Task input:
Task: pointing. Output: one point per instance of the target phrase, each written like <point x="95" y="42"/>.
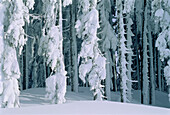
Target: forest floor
<point x="33" y="102"/>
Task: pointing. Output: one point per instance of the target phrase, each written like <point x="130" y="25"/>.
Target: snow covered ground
<point x="33" y="102"/>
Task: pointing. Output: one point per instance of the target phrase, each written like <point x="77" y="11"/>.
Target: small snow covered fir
<point x="93" y="62"/>
<point x="14" y="14"/>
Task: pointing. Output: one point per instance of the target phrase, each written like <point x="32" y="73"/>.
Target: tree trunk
<point x="74" y="60"/>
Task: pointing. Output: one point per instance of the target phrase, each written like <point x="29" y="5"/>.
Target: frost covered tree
<point x="108" y="41"/>
<point x="14" y="14"/>
<point x="161" y="11"/>
<point x="73" y="46"/>
<point x="124" y="71"/>
<point x="145" y="77"/>
<point x="92" y="61"/>
<point x="51" y="45"/>
<point x="128" y="8"/>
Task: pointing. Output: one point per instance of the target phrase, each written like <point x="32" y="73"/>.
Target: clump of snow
<point x="56" y="88"/>
<point x="30" y="4"/>
<point x="159" y="13"/>
<point x="67" y="2"/>
<point x="93" y="63"/>
<point x="51" y="47"/>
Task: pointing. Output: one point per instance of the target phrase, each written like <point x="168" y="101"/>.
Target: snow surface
<point x="33" y="102"/>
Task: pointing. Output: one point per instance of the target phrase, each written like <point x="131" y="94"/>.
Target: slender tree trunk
<point x="152" y="77"/>
<point x="108" y="75"/>
<point x="22" y="72"/>
<point x="145" y="81"/>
<point x="159" y="73"/>
<point x="27" y="60"/>
<point x="74" y="48"/>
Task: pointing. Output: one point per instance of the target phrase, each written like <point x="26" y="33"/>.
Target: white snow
<point x="33" y="102"/>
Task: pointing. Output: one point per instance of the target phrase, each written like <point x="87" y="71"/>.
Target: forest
<point x="110" y="47"/>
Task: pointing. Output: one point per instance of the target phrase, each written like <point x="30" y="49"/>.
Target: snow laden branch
<point x="13" y="18"/>
<point x="124" y="69"/>
<point x="161" y="11"/>
<point x="51" y="47"/>
<point x="93" y="62"/>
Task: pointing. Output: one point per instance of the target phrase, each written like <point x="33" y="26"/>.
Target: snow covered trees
<point x="123" y="49"/>
<point x="92" y="61"/>
<point x="14" y="14"/>
<point x="161" y="10"/>
<point x="108" y="40"/>
<point x="51" y="47"/>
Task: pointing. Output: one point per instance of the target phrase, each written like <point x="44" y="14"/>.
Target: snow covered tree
<point x="14" y="14"/>
<point x="161" y="11"/>
<point x="145" y="78"/>
<point x="74" y="48"/>
<point x="92" y="61"/>
<point x="51" y="45"/>
<point x="128" y="8"/>
<point x="124" y="70"/>
<point x="108" y="41"/>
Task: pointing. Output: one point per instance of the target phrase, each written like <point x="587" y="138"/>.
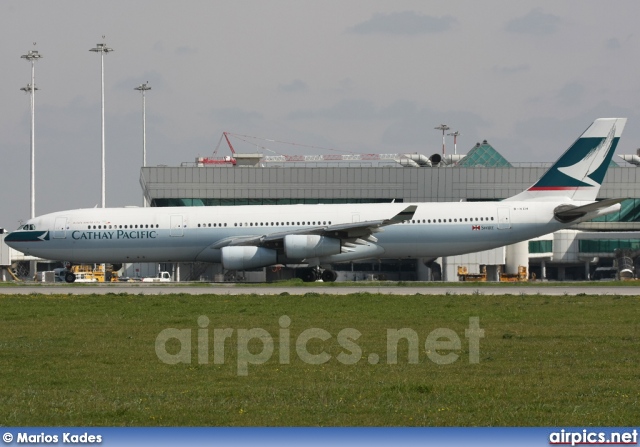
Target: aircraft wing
<point x="348" y="232"/>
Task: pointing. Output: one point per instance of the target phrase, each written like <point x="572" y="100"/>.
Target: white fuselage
<point x="186" y="234"/>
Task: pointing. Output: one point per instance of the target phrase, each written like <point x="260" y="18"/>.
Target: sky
<point x="358" y="76"/>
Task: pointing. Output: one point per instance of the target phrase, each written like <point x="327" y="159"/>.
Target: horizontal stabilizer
<point x="406" y="214"/>
<point x="569" y="213"/>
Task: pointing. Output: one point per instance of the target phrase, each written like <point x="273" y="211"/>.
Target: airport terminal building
<point x="482" y="175"/>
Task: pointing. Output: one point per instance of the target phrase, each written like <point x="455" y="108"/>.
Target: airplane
<point x="254" y="236"/>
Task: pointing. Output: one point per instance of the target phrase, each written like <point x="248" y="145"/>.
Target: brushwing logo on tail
<point x="586" y="166"/>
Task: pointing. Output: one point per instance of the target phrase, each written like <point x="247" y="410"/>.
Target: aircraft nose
<point x="14" y="238"/>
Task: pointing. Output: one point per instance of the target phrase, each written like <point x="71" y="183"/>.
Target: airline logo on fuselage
<point x="111" y="235"/>
<point x="481" y="227"/>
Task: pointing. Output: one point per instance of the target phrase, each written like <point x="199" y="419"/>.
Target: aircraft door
<point x="504" y="221"/>
<point x="60" y="228"/>
<point x="176" y="225"/>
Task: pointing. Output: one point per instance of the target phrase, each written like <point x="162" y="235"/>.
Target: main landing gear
<point x="315" y="273"/>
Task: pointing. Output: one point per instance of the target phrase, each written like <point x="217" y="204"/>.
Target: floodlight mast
<point x="32" y="56"/>
<point x="102" y="48"/>
<point x="455" y="136"/>
<point x="143" y="88"/>
<point x="443" y="128"/>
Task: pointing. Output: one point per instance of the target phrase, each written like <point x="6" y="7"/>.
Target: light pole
<point x="32" y="56"/>
<point x="102" y="48"/>
<point x="443" y="128"/>
<point x="455" y="136"/>
<point x="143" y="88"/>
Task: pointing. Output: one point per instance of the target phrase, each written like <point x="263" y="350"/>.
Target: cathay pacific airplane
<point x="247" y="237"/>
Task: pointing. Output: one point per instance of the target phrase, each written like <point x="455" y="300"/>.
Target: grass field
<point x="91" y="360"/>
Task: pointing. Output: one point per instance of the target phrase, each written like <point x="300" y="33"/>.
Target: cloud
<point x="348" y="109"/>
<point x="612" y="44"/>
<point x="536" y="23"/>
<point x="408" y="23"/>
<point x="185" y="50"/>
<point x="512" y="69"/>
<point x="571" y="94"/>
<point x="235" y="115"/>
<point x="294" y="86"/>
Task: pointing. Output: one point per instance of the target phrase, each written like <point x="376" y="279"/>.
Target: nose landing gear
<point x="315" y="273"/>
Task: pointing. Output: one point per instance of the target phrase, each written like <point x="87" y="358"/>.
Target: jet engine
<point x="299" y="246"/>
<point x="243" y="258"/>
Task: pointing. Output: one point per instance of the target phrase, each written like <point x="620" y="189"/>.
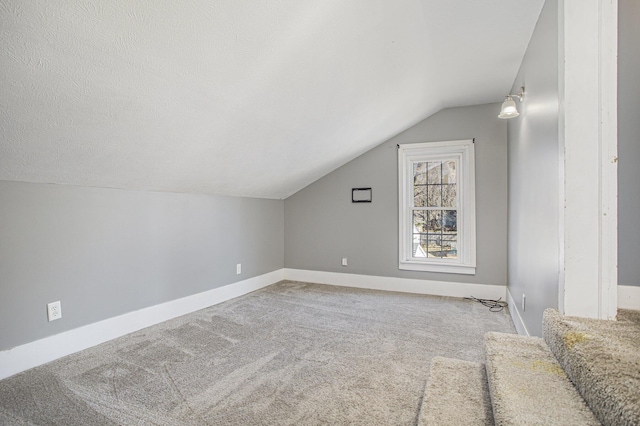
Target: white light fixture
<point x="509" y="109"/>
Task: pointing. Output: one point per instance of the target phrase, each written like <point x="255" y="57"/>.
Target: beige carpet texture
<point x="289" y="354"/>
<point x="457" y="394"/>
<point x="602" y="358"/>
<point x="528" y="386"/>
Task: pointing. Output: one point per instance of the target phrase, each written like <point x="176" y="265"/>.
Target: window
<point x="437" y="207"/>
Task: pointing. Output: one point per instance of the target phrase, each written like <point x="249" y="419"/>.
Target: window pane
<point x="449" y="171"/>
<point x="450" y="222"/>
<point x="434" y="224"/>
<point x="420" y="196"/>
<point x="434" y="196"/>
<point x="420" y="173"/>
<point x="419" y="245"/>
<point x="434" y="247"/>
<point x="449" y="196"/>
<point x="450" y="246"/>
<point x="435" y="172"/>
<point x="420" y="221"/>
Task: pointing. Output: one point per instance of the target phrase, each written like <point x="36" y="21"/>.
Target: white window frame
<point x="463" y="152"/>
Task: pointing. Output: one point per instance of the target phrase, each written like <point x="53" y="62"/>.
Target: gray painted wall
<point x="628" y="142"/>
<point x="534" y="177"/>
<point x="105" y="252"/>
<point x="322" y="225"/>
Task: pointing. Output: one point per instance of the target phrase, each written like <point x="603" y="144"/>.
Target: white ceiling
<point x="236" y="97"/>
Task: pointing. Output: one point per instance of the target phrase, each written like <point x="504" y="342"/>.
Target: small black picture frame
<point x="360" y="195"/>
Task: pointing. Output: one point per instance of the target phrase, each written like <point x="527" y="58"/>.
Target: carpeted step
<point x="528" y="386"/>
<point x="602" y="358"/>
<point x="456" y="394"/>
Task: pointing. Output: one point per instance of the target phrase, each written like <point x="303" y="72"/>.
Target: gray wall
<point x="105" y="252"/>
<point x="628" y="142"/>
<point x="534" y="177"/>
<point x="322" y="225"/>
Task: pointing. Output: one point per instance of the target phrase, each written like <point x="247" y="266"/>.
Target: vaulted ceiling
<point x="237" y="97"/>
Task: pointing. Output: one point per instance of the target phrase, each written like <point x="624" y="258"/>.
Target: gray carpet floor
<point x="289" y="354"/>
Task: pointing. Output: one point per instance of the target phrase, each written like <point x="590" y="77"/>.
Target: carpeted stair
<point x="584" y="372"/>
<point x="456" y="394"/>
<point x="602" y="359"/>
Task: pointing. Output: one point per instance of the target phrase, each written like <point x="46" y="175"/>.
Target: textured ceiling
<point x="236" y="97"/>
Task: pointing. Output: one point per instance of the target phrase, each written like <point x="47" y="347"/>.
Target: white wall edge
<point x="515" y="316"/>
<point x="404" y="285"/>
<point x="33" y="354"/>
<point x="628" y="297"/>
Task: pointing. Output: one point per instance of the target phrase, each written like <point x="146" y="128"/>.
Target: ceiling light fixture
<point x="509" y="109"/>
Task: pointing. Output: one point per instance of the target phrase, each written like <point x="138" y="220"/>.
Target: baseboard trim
<point x="404" y="285"/>
<point x="29" y="355"/>
<point x="628" y="297"/>
<point x="515" y="316"/>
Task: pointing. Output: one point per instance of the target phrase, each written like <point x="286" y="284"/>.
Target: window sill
<point x="432" y="267"/>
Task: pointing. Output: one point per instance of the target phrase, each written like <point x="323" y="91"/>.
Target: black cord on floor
<point x="493" y="305"/>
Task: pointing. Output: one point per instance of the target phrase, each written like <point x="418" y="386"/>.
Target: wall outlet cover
<point x="54" y="311"/>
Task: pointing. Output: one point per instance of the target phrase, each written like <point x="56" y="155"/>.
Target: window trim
<point x="463" y="150"/>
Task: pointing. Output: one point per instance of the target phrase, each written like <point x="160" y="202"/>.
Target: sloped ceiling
<point x="236" y="97"/>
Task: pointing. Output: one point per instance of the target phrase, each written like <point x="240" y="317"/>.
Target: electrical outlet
<point x="54" y="311"/>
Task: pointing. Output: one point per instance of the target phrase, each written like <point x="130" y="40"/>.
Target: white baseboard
<point x="405" y="285"/>
<point x="515" y="316"/>
<point x="41" y="351"/>
<point x="628" y="297"/>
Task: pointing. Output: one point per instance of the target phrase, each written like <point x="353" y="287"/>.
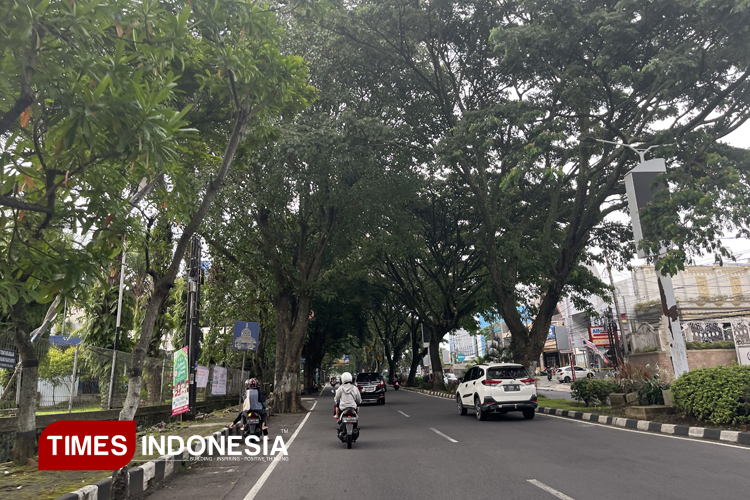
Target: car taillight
<point x="492" y="382"/>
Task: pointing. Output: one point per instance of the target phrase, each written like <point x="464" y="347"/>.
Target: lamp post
<point x="639" y="191"/>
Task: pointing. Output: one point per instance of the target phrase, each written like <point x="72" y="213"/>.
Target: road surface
<point x="418" y="446"/>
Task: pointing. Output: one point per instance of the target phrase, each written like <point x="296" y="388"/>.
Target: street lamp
<point x="638" y="184"/>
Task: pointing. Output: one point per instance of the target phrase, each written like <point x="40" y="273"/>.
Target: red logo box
<point x="87" y="445"/>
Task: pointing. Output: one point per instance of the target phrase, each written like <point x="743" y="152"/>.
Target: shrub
<point x="717" y="395"/>
<point x="719" y="344"/>
<point x="593" y="390"/>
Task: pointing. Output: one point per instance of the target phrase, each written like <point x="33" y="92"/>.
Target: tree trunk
<point x="24" y="447"/>
<point x="162" y="287"/>
<point x="291" y="326"/>
<point x="436" y="366"/>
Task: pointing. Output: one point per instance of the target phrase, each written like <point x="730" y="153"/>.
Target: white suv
<point x="498" y="387"/>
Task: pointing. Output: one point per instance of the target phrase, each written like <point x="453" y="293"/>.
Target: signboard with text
<point x="598" y="336"/>
<point x="219" y="386"/>
<point x="246" y="335"/>
<point x="180" y="398"/>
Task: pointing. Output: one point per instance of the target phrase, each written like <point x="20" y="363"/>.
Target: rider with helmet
<point x="253" y="400"/>
<point x="347" y="395"/>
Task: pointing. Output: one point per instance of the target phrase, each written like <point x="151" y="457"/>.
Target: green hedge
<point x="720" y="395"/>
<point x="593" y="390"/>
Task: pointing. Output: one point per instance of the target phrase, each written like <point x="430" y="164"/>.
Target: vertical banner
<point x="180" y="398"/>
<point x="219" y="387"/>
<point x="201" y="377"/>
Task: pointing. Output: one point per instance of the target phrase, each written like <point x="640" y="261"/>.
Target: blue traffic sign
<point x="246" y="334"/>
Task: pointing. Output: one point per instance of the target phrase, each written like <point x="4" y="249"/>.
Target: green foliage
<point x="718" y="395"/>
<point x="593" y="390"/>
<point x="719" y="344"/>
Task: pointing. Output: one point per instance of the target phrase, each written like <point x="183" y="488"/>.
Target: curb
<point x="734" y="437"/>
<point x="429" y="393"/>
<point x="143" y="477"/>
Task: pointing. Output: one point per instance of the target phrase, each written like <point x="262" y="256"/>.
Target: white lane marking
<point x="560" y="495"/>
<point x="658" y="434"/>
<point x="254" y="492"/>
<point x="441" y="434"/>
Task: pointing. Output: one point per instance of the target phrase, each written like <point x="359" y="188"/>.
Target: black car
<point x="371" y="387"/>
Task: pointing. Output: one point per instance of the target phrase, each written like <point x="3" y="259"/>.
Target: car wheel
<point x="460" y="405"/>
<point x="481" y="415"/>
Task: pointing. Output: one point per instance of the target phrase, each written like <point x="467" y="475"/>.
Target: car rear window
<point x="368" y="377"/>
<point x="507" y="372"/>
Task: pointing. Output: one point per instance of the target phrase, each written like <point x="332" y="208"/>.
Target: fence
<point x="74" y="376"/>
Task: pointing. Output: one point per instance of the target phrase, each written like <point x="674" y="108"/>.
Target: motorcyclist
<point x="255" y="401"/>
<point x="347" y="395"/>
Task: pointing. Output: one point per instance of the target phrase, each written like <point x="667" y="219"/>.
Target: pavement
<point x="418" y="446"/>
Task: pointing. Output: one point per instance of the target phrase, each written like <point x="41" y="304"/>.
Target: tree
<point x="441" y="276"/>
<point x="514" y="86"/>
<point x="259" y="84"/>
<point x="85" y="116"/>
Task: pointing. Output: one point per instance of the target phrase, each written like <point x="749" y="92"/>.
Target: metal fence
<point x="74" y="376"/>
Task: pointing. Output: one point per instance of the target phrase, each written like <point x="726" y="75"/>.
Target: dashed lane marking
<point x="548" y="489"/>
<point x="441" y="434"/>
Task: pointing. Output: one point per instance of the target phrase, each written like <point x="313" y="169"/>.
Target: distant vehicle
<point x="564" y="374"/>
<point x="371" y="387"/>
<point x="497" y="387"/>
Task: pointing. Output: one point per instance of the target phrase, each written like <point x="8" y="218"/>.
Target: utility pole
<point x="617" y="303"/>
<point x="192" y="325"/>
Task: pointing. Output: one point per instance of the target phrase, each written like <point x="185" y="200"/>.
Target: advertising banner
<point x="180" y="398"/>
<point x="201" y="377"/>
<point x="219" y="387"/>
<point x="598" y="336"/>
<point x="246" y="335"/>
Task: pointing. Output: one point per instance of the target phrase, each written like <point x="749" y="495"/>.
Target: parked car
<point x="497" y="387"/>
<point x="564" y="374"/>
<point x="371" y="387"/>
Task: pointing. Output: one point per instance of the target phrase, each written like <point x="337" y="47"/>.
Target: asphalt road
<point x="418" y="446"/>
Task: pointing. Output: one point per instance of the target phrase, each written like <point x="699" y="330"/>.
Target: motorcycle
<point x="252" y="426"/>
<point x="348" y="431"/>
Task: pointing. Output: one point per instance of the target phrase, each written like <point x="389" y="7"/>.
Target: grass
<point x="28" y="483"/>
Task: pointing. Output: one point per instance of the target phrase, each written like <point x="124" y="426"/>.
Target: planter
<point x="667" y="394"/>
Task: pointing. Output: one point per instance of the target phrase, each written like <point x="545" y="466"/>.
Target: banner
<point x="598" y="336"/>
<point x="201" y="377"/>
<point x="180" y="397"/>
<point x="219" y="387"/>
<point x="246" y="335"/>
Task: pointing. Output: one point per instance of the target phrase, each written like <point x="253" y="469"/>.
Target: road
<point x="418" y="446"/>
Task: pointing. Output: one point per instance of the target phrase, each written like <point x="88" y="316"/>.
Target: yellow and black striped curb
<point x="735" y="437"/>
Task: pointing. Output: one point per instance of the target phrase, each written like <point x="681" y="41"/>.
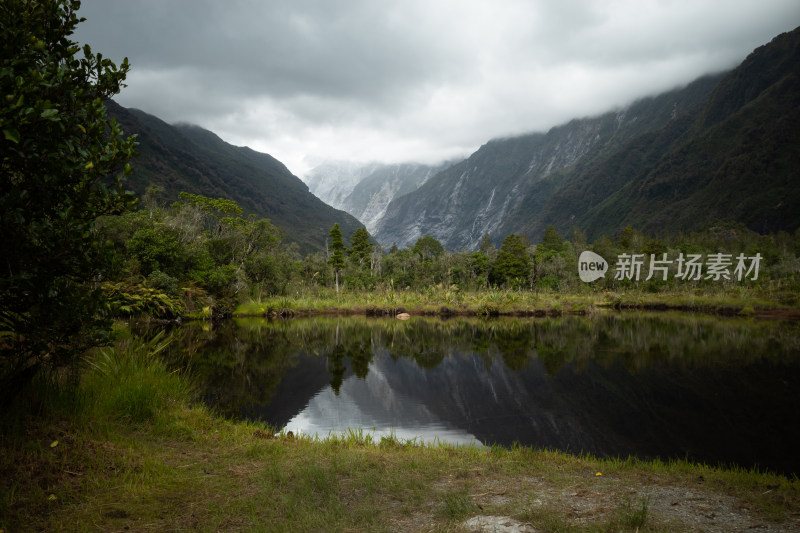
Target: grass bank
<point x="124" y="448"/>
<point x="439" y="300"/>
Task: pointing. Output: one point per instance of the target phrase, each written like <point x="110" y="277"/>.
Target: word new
<point x="689" y="267"/>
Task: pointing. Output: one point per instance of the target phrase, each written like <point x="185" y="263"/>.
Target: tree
<point x="62" y="166"/>
<point x="336" y="259"/>
<point x="551" y="241"/>
<point x="360" y="247"/>
<point x="513" y="263"/>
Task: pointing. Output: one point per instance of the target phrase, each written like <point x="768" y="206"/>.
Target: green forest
<point x="201" y="253"/>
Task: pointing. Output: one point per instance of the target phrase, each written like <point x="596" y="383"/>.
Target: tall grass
<point x="130" y="382"/>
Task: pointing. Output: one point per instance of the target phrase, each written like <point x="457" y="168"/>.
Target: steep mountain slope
<point x="737" y="157"/>
<point x="502" y="186"/>
<point x="725" y="147"/>
<point x="333" y="181"/>
<point x="371" y="196"/>
<point x="365" y="190"/>
<point x="189" y="158"/>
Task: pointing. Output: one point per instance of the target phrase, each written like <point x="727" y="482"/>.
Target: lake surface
<point x="716" y="390"/>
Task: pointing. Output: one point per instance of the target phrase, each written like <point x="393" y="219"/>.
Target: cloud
<point x="411" y="79"/>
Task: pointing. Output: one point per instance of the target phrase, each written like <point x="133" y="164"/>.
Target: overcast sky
<point x="411" y="80"/>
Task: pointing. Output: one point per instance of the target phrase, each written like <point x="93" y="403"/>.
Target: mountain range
<point x="365" y="189"/>
<point x="184" y="157"/>
<point x="725" y="147"/>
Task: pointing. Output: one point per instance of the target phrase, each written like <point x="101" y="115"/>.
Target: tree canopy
<point x="62" y="166"/>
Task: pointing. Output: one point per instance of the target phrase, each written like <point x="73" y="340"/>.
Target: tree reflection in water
<point x="665" y="384"/>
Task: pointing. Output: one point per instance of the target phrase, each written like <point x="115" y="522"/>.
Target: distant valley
<point x="723" y="148"/>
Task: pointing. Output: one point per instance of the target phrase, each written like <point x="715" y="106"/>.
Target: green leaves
<point x="59" y="151"/>
<point x="11" y="135"/>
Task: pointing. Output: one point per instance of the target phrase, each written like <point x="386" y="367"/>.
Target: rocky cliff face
<point x="365" y="190"/>
<point x="333" y="181"/>
<point x="501" y="187"/>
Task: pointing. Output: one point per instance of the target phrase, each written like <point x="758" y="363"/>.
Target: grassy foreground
<point x="126" y="449"/>
<point x="439" y="300"/>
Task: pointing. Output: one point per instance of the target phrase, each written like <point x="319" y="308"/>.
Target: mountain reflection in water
<point x="647" y="385"/>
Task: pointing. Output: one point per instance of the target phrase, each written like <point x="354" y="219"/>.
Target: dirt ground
<point x="669" y="508"/>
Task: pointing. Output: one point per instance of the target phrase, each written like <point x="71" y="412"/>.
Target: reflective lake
<point x="716" y="390"/>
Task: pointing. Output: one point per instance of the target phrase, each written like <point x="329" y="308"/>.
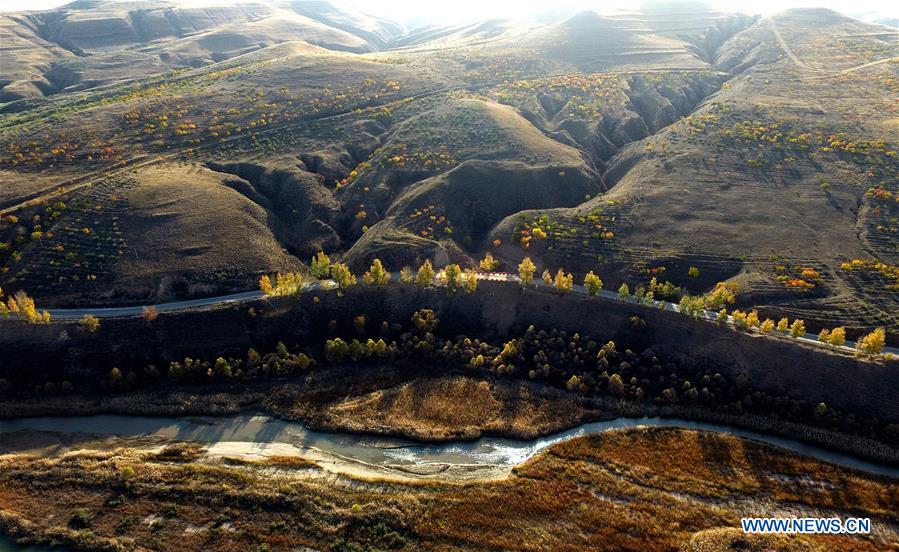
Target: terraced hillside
<point x="634" y="144"/>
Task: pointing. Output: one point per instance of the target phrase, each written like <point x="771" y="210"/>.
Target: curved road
<point x="246" y="296"/>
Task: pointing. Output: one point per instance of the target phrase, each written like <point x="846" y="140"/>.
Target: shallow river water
<point x="255" y="433"/>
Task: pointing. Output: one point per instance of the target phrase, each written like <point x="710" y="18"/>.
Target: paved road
<point x="120" y="312"/>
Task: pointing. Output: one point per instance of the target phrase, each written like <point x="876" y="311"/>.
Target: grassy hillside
<point x="642" y="142"/>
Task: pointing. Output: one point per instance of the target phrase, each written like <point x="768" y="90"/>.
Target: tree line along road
<point x="247" y="296"/>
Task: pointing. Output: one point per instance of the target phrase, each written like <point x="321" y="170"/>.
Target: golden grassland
<point x="441" y="408"/>
<point x="641" y="489"/>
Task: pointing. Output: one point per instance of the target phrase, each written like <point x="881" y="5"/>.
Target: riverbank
<point x="675" y="485"/>
<point x="395" y="403"/>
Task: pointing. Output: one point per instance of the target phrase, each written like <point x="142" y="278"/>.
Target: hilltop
<point x="640" y="142"/>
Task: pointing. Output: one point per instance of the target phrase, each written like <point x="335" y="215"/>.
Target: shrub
<point x="721" y="319"/>
<point x="488" y="263"/>
<point x="376" y="275"/>
<point x="783" y="325"/>
<point x="425" y="276"/>
<point x="593" y="283"/>
<point x="526" y="270"/>
<point x="320" y="266"/>
<point x="406" y="275"/>
<point x="265" y="285"/>
<point x="425" y="320"/>
<point x="837" y="337"/>
<point x="90" y="323"/>
<point x="342" y="275"/>
<point x="150" y="314"/>
<point x="471" y="280"/>
<point x="452" y="277"/>
<point x="871" y="344"/>
<point x="563" y="282"/>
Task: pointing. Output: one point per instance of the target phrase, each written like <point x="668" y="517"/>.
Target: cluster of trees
<point x="280" y="362"/>
<point x="289" y="283"/>
<point x="454" y="278"/>
<point x="871" y="344"/>
<point x="21" y="305"/>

Short exercise: Pull out every line from the records above that contains the string "lamp" and copy each one in full.

Output of the exercise:
Target: lamp post
Target: street lamp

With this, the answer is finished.